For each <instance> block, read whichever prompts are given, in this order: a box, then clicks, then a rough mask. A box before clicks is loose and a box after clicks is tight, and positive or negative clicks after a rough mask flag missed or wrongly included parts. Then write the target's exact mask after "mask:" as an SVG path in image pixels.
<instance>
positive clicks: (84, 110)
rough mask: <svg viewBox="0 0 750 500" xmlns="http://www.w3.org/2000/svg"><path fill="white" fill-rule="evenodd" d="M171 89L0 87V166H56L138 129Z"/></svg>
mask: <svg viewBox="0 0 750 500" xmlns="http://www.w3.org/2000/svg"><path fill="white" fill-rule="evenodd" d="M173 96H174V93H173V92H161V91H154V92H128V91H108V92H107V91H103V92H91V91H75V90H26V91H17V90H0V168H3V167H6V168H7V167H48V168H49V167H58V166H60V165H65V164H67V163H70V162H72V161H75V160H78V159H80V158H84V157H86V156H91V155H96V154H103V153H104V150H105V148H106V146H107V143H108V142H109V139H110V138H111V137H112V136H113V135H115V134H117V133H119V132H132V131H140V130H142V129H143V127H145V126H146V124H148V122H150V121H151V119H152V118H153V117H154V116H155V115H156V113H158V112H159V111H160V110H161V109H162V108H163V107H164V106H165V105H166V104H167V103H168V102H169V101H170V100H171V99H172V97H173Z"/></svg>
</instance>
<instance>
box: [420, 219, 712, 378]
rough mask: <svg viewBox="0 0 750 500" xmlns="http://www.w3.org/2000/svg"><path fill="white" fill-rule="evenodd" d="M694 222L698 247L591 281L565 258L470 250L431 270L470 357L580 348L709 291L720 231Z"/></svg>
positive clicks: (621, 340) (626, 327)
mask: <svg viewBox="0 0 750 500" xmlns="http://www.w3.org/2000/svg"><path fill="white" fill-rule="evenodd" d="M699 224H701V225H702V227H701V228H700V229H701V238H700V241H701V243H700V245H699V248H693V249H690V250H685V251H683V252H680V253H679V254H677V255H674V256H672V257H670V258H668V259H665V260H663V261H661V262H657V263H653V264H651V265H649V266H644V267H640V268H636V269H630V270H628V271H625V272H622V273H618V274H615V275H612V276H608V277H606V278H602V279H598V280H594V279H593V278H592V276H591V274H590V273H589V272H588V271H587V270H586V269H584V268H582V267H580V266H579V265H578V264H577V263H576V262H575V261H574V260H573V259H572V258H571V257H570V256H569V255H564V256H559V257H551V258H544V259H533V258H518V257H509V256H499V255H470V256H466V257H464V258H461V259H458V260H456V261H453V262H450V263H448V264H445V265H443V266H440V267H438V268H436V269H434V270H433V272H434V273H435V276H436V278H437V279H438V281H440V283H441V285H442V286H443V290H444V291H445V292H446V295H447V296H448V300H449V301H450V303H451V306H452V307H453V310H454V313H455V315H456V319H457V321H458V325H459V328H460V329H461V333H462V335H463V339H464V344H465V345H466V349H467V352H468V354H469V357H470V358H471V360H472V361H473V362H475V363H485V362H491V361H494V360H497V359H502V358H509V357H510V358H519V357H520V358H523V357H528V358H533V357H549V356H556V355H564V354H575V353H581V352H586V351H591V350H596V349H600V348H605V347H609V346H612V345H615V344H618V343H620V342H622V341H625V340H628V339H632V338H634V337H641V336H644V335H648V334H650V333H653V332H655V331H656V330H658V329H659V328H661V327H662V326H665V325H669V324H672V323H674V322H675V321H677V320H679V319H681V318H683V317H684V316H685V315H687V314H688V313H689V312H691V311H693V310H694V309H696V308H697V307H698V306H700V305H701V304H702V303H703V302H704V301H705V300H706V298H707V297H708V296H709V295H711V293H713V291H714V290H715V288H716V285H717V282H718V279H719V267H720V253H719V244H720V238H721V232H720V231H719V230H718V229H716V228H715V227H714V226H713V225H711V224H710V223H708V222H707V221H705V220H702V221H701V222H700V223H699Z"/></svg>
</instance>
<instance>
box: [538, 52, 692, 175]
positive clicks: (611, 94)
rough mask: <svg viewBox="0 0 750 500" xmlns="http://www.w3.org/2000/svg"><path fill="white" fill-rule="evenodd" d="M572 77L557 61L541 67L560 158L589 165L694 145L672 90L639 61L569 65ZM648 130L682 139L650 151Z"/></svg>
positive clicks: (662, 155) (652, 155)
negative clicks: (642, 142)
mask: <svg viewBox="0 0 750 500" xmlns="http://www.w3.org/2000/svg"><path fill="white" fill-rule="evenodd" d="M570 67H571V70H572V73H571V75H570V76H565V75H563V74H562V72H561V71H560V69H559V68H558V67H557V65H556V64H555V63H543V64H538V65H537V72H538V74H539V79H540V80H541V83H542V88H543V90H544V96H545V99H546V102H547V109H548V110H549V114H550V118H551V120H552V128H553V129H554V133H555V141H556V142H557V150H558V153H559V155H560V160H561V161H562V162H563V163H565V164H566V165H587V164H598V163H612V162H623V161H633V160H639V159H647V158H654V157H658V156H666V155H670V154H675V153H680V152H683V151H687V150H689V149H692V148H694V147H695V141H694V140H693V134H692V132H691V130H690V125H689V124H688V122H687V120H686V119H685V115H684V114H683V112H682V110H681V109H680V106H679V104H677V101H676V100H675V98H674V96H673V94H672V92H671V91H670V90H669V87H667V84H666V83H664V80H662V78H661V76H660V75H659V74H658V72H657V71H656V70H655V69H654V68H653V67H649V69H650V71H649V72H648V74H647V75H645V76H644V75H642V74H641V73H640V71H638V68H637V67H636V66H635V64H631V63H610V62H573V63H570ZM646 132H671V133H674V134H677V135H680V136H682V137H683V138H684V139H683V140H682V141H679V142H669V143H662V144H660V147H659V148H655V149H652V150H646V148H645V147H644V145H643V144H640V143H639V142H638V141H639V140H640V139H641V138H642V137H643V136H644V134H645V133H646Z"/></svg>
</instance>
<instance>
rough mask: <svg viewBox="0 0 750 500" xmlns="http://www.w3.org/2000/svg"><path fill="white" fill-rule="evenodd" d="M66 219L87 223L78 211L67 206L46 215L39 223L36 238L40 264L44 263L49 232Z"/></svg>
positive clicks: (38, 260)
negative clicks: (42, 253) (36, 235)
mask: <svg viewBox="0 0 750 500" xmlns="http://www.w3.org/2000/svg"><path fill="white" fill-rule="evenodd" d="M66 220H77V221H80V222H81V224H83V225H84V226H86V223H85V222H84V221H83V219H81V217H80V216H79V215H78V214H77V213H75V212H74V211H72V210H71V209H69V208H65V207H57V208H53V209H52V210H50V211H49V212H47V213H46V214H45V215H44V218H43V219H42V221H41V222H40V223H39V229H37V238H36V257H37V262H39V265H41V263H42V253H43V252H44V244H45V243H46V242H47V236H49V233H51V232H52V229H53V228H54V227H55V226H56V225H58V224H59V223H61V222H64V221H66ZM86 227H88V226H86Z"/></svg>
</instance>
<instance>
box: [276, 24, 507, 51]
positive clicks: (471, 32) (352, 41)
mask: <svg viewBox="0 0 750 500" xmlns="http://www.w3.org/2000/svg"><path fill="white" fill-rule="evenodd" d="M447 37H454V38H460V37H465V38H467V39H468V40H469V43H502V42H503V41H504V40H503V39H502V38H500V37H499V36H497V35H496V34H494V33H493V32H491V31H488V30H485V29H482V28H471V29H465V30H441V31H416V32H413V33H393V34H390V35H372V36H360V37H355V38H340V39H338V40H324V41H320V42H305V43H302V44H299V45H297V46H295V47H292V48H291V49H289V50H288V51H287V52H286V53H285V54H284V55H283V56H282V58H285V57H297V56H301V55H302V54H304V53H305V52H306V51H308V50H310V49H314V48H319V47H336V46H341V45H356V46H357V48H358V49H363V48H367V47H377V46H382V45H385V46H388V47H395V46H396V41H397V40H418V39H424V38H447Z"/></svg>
========================================
## Task objective
Return everything in the records. Keep each line exactly as written.

## Response to this task
For each <instance> block, read whichever prompts are given, in this order: a box, then clicks, then a rough mask. A box before clicks is loose and a box after clicks is tight, and positive or negative clicks after a rough mask flag missed or wrongly included parts. Then write the target's exact mask after "mask:" as an SVG path in image pixels.
<instance>
positive clicks: (84, 110)
rough mask: <svg viewBox="0 0 750 500" xmlns="http://www.w3.org/2000/svg"><path fill="white" fill-rule="evenodd" d="M171 89L0 87V166H56L138 129Z"/></svg>
mask: <svg viewBox="0 0 750 500" xmlns="http://www.w3.org/2000/svg"><path fill="white" fill-rule="evenodd" d="M173 96H174V93H173V92H161V91H154V92H128V91H108V92H107V91H103V92H91V91H75V90H26V91H17V90H0V168H3V167H6V168H7V167H48V168H49V167H58V166H60V165H65V164H67V163H70V162H72V161H75V160H78V159H80V158H84V157H86V156H91V155H96V154H103V153H104V150H105V148H106V146H107V143H108V142H109V139H110V138H111V137H112V136H113V135H115V134H117V133H119V132H132V131H140V130H142V129H143V127H145V126H146V124H148V122H150V121H151V119H152V118H153V117H154V116H155V115H156V113H158V112H159V111H160V110H161V109H162V108H163V107H164V106H165V105H166V104H167V103H168V102H169V101H170V100H171V99H172V97H173Z"/></svg>
</instance>
<instance>
box: [420, 219, 712, 378]
rough mask: <svg viewBox="0 0 750 500" xmlns="http://www.w3.org/2000/svg"><path fill="white" fill-rule="evenodd" d="M694 222L698 247L591 281L565 258L470 250L431 270L470 357L580 348L709 291L720 231Z"/></svg>
positive clicks: (621, 340) (626, 327)
mask: <svg viewBox="0 0 750 500" xmlns="http://www.w3.org/2000/svg"><path fill="white" fill-rule="evenodd" d="M699 224H701V225H702V227H701V228H700V229H701V238H700V241H701V243H700V245H699V248H693V249H690V250H685V251H683V252H680V253H679V254H677V255H674V256H672V257H670V258H668V259H665V260H663V261H661V262H657V263H653V264H651V265H649V266H644V267H640V268H636V269H630V270H628V271H625V272H622V273H618V274H615V275H612V276H608V277H606V278H602V279H598V280H594V279H593V278H592V276H591V274H590V273H589V272H588V271H587V270H586V269H584V268H582V267H580V266H579V265H578V264H577V263H576V262H575V261H574V260H573V259H572V258H571V257H570V256H569V255H564V256H559V257H551V258H544V259H533V258H518V257H509V256H499V255H470V256H466V257H464V258H461V259H458V260H456V261H453V262H450V263H448V264H445V265H443V266H440V267H438V268H436V269H434V270H433V272H434V273H435V276H436V278H437V279H438V281H440V283H441V285H442V286H443V290H444V291H445V292H446V295H447V296H448V300H449V301H450V303H451V306H452V307H453V310H454V313H455V315H456V319H457V321H458V325H459V328H460V329H461V333H462V335H463V339H464V344H465V345H466V349H467V352H468V354H469V357H470V358H471V360H472V361H473V362H475V363H485V362H491V361H494V360H497V359H502V358H509V357H510V358H519V357H520V358H523V357H528V358H533V357H549V356H556V355H564V354H575V353H581V352H586V351H591V350H596V349H600V348H605V347H609V346H612V345H615V344H618V343H620V342H622V341H625V340H628V339H632V338H634V337H641V336H644V335H648V334H650V333H653V332H655V331H656V330H658V329H659V328H661V327H662V326H665V325H669V324H672V323H674V322H675V321H677V320H679V319H681V318H683V317H684V316H685V315H687V314H688V313H689V312H691V311H693V310H694V309H696V308H697V307H698V306H700V305H701V304H702V303H703V302H704V301H705V300H706V298H707V297H708V296H709V295H711V293H713V291H714V290H715V288H716V285H717V282H718V279H719V267H720V253H719V244H720V238H721V232H720V231H719V230H718V229H716V228H715V227H714V226H713V225H711V224H710V223H708V222H707V221H705V220H702V221H701V222H700V223H699Z"/></svg>
</instance>
<instance>
box: [538, 52, 692, 175]
positive clicks: (611, 94)
rough mask: <svg viewBox="0 0 750 500" xmlns="http://www.w3.org/2000/svg"><path fill="white" fill-rule="evenodd" d="M572 77L557 61L541 67L560 158L589 165L694 145L672 90L639 61L569 65ZM648 130L682 139L650 151Z"/></svg>
positive clicks: (662, 155) (652, 155)
negative clicks: (642, 142)
mask: <svg viewBox="0 0 750 500" xmlns="http://www.w3.org/2000/svg"><path fill="white" fill-rule="evenodd" d="M570 67H571V70H572V73H571V75H570V76H565V75H563V74H562V72H561V71H560V69H559V68H558V67H557V65H556V64H555V63H543V64H538V65H537V72H538V74H539V79H540V80H541V83H542V88H543V90H544V96H545V99H546V102H547V109H548V110H549V114H550V118H551V120H552V128H553V129H554V133H555V141H556V142H557V150H558V153H559V155H560V160H561V161H562V162H563V163H565V164H566V165H587V164H598V163H612V162H623V161H633V160H639V159H647V158H654V157H658V156H666V155H670V154H675V153H680V152H683V151H687V150H689V149H692V148H694V147H695V141H694V140H693V134H692V132H691V130H690V125H689V124H688V122H687V120H686V119H685V115H684V114H683V112H682V110H681V109H680V106H679V104H677V101H676V100H675V98H674V96H673V94H672V92H671V91H670V90H669V87H667V84H666V83H664V80H662V78H661V76H660V75H659V74H658V72H657V71H656V70H655V69H654V68H653V67H649V69H650V71H649V72H648V74H647V75H645V76H644V75H642V74H641V73H640V71H638V68H637V67H636V66H635V64H631V63H610V62H573V63H570ZM646 132H671V133H674V134H677V135H680V136H682V137H683V138H684V139H683V140H682V141H679V142H669V143H662V144H660V147H659V148H655V149H652V150H646V148H645V147H644V145H643V144H640V143H639V142H638V141H639V140H640V139H641V138H642V137H643V136H644V134H645V133H646Z"/></svg>
</instance>
<instance>
rough mask: <svg viewBox="0 0 750 500" xmlns="http://www.w3.org/2000/svg"><path fill="white" fill-rule="evenodd" d="M66 219L87 223L78 211L67 206L46 215L39 223L36 238L40 264L44 263L49 232Z"/></svg>
positive clicks: (38, 260)
negative clicks: (42, 253) (36, 235)
mask: <svg viewBox="0 0 750 500" xmlns="http://www.w3.org/2000/svg"><path fill="white" fill-rule="evenodd" d="M66 220H77V221H80V222H81V224H83V225H84V226H86V223H85V222H84V221H83V219H81V217H80V216H79V215H78V214H77V213H75V212H74V211H72V210H71V209H69V208H65V207H57V208H53V209H52V210H50V211H49V212H47V213H46V214H45V215H44V218H43V219H42V221H41V222H40V223H39V229H37V238H36V257H37V262H39V265H41V263H42V253H43V252H44V244H45V243H46V242H47V236H49V233H51V232H52V229H53V228H54V227H55V226H56V225H58V224H59V223H61V222H64V221H66ZM86 227H88V226H86Z"/></svg>
</instance>
<instance>
box: [276, 24, 507, 51]
positive clicks: (471, 32) (352, 41)
mask: <svg viewBox="0 0 750 500" xmlns="http://www.w3.org/2000/svg"><path fill="white" fill-rule="evenodd" d="M447 37H454V38H460V37H465V38H467V39H468V40H469V43H502V42H503V41H504V40H503V39H502V38H500V37H499V36H497V35H496V34H494V33H493V32H491V31H488V30H485V29H482V28H471V29H465V30H441V31H416V32H413V33H393V34H390V35H372V36H360V37H355V38H340V39H338V40H324V41H320V42H305V43H302V44H299V45H297V46H295V47H292V48H291V49H289V50H288V51H287V52H286V53H285V54H284V55H283V56H282V58H285V57H297V56H301V55H302V54H304V53H305V52H306V51H308V50H310V49H314V48H319V47H336V46H341V45H356V46H357V48H358V49H363V48H367V47H377V46H382V45H385V46H388V47H395V46H396V41H397V40H418V39H424V38H447Z"/></svg>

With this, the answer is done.